• **Data listing**
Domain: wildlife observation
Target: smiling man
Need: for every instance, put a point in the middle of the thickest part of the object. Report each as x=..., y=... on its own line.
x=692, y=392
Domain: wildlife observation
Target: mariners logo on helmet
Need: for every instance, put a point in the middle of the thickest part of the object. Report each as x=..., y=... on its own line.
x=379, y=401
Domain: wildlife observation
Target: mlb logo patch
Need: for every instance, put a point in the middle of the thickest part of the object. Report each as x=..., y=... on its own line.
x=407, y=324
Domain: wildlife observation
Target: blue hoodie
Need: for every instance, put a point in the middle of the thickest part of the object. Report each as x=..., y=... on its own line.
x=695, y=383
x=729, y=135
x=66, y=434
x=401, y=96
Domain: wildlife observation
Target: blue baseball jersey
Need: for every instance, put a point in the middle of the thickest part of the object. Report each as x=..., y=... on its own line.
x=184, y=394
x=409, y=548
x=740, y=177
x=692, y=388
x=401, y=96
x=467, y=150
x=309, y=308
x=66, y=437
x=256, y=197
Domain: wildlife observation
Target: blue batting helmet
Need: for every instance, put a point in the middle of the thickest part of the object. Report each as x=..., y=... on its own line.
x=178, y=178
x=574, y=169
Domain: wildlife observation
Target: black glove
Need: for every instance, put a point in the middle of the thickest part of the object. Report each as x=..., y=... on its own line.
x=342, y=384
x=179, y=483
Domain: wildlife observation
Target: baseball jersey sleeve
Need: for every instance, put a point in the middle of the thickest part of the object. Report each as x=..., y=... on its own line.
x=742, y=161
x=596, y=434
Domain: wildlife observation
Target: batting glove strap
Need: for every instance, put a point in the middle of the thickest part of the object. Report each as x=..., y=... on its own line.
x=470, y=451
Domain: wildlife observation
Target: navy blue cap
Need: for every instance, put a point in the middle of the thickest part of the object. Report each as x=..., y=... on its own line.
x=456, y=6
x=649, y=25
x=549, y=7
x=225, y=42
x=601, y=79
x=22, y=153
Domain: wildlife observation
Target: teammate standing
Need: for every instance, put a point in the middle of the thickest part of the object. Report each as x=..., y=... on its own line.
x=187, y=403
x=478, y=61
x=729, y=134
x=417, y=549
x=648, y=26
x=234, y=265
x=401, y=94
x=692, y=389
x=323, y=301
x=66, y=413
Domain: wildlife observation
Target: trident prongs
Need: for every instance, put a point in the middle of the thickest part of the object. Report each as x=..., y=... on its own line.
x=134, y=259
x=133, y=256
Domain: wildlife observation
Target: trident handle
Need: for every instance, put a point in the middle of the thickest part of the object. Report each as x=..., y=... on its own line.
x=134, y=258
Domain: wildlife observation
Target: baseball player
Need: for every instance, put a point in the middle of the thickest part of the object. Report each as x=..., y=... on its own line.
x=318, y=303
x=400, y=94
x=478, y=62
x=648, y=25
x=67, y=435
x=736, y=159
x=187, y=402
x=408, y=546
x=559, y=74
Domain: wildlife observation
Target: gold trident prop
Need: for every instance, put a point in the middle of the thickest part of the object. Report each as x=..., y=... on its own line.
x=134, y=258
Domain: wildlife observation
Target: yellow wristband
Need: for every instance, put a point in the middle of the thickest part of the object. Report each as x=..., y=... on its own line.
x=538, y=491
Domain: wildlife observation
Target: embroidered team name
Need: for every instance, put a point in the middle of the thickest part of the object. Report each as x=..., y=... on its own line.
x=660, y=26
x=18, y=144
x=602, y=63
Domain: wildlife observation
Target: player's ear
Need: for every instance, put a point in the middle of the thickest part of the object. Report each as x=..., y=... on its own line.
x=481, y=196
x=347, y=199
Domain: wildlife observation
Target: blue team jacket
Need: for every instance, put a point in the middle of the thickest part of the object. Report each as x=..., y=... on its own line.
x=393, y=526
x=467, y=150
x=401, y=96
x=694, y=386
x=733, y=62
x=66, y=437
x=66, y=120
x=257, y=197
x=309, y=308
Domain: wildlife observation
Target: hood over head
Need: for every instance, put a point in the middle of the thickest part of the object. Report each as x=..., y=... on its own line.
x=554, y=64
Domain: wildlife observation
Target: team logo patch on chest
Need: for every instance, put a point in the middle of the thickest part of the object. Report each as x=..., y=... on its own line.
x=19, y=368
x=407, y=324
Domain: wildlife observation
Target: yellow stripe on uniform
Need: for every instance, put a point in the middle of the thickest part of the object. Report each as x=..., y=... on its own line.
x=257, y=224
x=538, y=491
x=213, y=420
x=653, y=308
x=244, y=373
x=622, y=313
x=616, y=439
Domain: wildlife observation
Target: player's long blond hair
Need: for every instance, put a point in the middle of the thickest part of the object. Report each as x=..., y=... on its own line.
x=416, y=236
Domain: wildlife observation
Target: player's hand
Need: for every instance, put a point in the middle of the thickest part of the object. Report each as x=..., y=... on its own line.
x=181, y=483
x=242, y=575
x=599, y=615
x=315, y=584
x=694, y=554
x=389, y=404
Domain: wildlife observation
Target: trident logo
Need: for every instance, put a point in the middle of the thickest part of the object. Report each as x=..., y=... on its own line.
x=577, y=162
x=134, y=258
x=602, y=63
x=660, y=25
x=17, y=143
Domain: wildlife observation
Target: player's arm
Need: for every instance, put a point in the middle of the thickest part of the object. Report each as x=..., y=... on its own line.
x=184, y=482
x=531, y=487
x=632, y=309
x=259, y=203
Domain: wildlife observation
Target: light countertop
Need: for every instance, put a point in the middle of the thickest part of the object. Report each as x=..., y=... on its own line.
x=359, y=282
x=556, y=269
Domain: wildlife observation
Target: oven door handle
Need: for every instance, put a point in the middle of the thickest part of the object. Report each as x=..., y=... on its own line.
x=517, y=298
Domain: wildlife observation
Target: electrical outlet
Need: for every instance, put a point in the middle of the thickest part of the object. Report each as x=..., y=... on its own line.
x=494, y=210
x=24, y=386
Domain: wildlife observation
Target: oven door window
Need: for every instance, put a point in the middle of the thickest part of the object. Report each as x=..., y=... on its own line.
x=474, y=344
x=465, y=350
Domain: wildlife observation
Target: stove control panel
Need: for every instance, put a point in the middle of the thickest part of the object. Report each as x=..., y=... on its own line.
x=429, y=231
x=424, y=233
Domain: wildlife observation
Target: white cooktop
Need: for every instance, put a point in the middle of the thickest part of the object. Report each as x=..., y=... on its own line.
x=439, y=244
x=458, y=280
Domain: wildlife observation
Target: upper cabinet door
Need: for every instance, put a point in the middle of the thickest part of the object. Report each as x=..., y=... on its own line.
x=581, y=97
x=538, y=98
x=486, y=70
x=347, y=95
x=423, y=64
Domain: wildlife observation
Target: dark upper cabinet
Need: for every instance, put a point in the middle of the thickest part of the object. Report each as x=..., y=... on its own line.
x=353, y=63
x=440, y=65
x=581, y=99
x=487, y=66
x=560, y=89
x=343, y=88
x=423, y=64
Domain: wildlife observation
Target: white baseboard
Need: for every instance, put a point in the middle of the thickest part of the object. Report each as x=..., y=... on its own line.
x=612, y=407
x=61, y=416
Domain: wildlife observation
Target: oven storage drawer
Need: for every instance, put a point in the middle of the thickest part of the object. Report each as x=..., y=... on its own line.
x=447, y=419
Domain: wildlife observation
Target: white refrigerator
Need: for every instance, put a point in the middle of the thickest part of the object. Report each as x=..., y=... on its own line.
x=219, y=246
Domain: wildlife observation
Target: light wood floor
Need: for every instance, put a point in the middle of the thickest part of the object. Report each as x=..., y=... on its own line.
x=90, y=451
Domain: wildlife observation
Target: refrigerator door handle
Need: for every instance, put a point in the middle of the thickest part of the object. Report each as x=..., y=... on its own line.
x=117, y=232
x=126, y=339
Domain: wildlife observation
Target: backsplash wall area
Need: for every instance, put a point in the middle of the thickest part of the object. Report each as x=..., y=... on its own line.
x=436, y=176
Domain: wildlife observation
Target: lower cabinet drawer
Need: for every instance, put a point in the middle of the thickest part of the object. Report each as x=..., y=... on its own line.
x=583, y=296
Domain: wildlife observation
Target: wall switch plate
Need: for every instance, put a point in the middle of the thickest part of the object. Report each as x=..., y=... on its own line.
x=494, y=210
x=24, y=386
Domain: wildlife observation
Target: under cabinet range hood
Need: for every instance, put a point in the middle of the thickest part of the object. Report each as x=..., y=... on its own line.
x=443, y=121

• **Your goal**
Retype the entries from the start through the line containing "x=692, y=392", reproducing each line without changes.

• **Task response**
Domain: wildlife observation
Target: smiling man
Need: for every instance, put a point in the middle of the thickest part of the object. Report each as x=..., y=... on its own line.
x=692, y=392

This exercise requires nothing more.